(Items from a data source)

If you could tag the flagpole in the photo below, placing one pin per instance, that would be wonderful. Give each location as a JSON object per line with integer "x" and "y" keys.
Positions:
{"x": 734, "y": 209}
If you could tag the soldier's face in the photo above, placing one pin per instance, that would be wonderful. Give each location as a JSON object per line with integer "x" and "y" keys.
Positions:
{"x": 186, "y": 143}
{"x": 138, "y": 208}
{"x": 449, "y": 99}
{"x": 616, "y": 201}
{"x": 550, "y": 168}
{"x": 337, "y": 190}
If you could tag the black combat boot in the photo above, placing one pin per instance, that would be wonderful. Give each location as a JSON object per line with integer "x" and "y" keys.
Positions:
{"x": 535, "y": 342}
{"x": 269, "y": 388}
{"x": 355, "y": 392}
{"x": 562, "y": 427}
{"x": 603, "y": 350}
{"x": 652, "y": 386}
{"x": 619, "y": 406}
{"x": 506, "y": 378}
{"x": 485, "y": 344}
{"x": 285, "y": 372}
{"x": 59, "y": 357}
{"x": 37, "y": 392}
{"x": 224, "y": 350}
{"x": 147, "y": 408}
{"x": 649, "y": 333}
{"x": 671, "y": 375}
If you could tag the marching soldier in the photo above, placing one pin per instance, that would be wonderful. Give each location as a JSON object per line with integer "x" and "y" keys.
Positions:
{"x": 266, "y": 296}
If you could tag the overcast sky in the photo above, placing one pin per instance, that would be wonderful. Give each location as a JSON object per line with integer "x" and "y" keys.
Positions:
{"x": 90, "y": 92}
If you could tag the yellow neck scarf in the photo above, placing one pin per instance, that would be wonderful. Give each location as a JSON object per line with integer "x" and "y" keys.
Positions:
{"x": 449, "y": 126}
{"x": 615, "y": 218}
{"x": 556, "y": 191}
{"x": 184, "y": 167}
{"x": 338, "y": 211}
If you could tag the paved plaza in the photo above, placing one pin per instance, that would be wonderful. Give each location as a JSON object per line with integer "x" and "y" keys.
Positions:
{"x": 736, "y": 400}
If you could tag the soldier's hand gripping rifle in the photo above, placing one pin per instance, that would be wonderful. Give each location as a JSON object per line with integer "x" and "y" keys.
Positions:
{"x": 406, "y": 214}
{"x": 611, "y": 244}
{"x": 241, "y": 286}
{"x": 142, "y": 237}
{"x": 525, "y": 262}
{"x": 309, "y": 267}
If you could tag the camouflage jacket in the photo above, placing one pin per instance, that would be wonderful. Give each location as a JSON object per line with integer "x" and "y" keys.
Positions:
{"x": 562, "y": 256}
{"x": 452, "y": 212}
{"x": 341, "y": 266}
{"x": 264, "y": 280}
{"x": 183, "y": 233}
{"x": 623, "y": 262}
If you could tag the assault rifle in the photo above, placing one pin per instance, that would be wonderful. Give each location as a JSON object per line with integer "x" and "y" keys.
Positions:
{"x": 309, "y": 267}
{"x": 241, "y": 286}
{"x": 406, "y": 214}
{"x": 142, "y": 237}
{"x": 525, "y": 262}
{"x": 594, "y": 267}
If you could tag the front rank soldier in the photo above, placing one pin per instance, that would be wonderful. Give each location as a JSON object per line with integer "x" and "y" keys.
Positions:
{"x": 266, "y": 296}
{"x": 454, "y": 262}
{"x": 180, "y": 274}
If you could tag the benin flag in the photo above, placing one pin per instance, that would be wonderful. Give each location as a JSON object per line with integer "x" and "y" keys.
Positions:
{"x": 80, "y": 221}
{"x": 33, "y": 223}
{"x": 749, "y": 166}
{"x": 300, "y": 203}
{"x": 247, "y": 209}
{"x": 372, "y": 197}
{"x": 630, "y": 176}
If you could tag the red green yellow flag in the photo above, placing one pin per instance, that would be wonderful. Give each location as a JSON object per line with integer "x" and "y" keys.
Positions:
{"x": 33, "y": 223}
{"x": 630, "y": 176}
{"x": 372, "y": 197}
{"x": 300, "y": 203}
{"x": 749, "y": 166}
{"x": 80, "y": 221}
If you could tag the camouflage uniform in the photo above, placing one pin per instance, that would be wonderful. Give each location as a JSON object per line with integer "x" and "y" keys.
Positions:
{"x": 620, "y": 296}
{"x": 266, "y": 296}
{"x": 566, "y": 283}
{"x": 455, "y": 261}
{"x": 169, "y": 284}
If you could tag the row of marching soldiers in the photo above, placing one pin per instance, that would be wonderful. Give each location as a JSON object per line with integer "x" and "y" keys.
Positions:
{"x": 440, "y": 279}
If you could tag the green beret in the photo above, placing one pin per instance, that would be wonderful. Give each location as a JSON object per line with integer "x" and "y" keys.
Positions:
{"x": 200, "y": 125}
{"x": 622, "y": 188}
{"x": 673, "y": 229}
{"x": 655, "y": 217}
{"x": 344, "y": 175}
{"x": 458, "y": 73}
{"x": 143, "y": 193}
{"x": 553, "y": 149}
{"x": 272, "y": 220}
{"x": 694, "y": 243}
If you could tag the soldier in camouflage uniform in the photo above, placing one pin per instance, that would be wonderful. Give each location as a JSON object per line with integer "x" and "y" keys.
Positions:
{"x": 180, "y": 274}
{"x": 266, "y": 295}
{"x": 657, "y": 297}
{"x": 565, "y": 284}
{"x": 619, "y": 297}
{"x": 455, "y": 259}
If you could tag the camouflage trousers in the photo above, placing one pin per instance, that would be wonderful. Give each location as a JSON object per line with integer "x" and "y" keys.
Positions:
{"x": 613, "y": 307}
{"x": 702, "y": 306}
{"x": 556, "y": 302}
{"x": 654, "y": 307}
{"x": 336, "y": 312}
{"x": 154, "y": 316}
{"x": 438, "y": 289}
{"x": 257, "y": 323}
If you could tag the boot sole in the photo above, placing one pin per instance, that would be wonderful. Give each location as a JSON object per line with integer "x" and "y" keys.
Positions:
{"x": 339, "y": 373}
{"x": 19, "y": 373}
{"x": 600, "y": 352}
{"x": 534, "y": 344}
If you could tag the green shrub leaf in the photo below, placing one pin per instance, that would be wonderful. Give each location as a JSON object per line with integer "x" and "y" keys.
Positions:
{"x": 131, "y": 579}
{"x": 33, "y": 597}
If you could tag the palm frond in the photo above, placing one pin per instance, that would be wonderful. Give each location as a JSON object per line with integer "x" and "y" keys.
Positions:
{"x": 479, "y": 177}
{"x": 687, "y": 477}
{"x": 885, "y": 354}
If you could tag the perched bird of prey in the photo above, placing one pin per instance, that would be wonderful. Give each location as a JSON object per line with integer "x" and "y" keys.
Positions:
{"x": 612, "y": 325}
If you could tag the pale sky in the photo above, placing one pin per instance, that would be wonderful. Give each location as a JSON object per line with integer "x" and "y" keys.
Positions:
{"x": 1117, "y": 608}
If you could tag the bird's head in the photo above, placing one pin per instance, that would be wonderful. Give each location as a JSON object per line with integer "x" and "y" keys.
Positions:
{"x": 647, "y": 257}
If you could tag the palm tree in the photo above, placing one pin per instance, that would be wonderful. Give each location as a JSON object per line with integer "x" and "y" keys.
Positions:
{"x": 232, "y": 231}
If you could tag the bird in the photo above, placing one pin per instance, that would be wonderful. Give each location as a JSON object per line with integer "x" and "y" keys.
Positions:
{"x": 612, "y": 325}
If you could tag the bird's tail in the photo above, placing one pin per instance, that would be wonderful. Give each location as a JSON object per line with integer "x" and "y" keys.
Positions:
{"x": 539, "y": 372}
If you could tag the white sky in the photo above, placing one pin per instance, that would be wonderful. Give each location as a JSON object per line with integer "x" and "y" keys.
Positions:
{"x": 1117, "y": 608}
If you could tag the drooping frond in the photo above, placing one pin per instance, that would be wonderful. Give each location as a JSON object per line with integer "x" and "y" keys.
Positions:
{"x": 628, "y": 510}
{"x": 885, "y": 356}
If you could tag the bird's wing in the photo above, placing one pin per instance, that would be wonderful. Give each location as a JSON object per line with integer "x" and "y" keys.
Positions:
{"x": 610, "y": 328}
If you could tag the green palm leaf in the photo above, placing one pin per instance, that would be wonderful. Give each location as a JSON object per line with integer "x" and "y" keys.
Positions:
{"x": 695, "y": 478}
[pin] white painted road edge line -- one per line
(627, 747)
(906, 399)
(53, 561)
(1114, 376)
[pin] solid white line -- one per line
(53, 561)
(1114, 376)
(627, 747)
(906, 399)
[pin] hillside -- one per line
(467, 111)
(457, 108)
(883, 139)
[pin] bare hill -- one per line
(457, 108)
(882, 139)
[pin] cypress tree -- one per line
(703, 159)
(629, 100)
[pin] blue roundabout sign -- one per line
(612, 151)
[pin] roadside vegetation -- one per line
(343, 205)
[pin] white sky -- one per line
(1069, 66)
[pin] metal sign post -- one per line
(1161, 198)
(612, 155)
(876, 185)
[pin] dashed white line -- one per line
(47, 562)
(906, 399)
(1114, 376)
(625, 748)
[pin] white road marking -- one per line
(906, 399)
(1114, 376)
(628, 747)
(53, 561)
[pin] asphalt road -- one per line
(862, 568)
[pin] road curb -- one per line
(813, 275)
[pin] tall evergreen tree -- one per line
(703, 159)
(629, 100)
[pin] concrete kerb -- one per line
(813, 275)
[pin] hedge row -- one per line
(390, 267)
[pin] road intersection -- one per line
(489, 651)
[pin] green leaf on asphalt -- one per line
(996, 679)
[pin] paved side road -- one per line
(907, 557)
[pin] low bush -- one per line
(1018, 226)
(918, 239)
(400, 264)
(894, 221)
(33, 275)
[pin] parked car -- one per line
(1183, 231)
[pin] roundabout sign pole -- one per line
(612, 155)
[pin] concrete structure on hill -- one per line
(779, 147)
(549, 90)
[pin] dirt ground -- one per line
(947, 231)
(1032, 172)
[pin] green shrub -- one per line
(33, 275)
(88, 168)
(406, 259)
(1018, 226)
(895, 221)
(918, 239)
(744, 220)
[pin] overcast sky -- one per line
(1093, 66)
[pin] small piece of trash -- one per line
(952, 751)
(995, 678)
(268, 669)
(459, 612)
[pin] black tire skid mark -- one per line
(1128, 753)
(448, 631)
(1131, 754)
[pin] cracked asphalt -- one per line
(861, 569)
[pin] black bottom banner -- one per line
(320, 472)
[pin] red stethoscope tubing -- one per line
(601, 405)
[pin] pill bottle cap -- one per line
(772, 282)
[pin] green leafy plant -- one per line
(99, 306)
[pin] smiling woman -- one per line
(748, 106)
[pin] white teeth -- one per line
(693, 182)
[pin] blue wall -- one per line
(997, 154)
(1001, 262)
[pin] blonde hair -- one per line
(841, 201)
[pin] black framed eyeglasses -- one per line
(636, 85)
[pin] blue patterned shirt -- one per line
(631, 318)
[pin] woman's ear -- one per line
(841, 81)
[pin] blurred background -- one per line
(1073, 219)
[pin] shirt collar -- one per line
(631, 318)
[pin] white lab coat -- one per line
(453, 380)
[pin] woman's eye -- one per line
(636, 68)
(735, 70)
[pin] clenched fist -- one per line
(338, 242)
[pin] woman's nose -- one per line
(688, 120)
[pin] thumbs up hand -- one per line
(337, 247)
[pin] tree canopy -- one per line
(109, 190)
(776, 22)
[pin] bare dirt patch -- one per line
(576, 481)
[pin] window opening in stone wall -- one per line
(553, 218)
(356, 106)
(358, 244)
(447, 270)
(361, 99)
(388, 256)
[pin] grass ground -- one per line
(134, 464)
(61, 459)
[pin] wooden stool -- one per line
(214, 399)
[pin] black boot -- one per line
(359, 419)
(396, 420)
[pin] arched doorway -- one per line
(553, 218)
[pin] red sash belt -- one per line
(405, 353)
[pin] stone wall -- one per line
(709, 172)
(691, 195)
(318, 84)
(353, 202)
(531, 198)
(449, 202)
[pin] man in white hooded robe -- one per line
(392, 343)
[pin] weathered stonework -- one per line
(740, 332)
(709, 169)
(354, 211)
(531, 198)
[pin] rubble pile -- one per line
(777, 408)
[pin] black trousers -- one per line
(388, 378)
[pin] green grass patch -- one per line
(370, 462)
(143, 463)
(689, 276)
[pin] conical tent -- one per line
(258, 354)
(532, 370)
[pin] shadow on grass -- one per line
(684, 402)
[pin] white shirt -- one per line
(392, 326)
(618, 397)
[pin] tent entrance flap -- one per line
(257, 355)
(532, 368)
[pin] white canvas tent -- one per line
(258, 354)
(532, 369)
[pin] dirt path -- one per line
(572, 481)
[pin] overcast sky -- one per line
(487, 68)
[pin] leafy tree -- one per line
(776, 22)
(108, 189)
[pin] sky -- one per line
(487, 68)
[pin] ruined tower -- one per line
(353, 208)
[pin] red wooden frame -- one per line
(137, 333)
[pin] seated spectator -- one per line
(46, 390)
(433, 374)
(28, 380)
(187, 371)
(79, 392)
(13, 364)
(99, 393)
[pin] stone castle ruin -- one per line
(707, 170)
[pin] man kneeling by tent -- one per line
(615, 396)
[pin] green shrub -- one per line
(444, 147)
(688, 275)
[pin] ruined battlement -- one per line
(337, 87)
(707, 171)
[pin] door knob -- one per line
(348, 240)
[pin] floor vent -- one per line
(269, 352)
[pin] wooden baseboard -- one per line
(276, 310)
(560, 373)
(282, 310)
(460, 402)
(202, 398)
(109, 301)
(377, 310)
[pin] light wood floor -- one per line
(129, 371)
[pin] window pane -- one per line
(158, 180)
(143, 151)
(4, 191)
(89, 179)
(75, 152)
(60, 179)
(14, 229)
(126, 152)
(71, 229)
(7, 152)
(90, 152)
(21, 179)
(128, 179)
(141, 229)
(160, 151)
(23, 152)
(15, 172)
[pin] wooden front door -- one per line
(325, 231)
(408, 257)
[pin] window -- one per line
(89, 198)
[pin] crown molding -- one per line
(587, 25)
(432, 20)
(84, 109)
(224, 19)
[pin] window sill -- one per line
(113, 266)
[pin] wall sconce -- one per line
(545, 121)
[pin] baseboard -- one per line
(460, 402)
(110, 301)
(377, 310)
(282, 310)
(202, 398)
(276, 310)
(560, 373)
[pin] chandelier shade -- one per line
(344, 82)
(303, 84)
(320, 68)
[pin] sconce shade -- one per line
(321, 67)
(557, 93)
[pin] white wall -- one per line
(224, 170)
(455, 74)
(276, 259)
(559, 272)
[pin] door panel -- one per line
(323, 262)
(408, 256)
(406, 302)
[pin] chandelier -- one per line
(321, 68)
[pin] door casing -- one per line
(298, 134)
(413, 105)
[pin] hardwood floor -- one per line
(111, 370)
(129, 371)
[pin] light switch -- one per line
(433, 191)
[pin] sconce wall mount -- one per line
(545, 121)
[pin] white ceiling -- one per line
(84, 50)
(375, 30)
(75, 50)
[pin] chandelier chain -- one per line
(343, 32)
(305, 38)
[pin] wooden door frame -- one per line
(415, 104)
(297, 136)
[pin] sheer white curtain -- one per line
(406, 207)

* [Work to be completed]:
Every line holding the string "rifle" should be copied here, so please find those lines in the data.

* [Answer space]:
If you could tag the soldier's hand gripping rifle in the photo above, placing one pin per instance, that would be wonderful. Give each location as a JSON object per line with integer "x" and "y" keys.
If you could tag the assault rifle in the photo above, placing one pin per instance, that would be wonderful. Give each location as a JSON object per line with integer "x" and "y" keys.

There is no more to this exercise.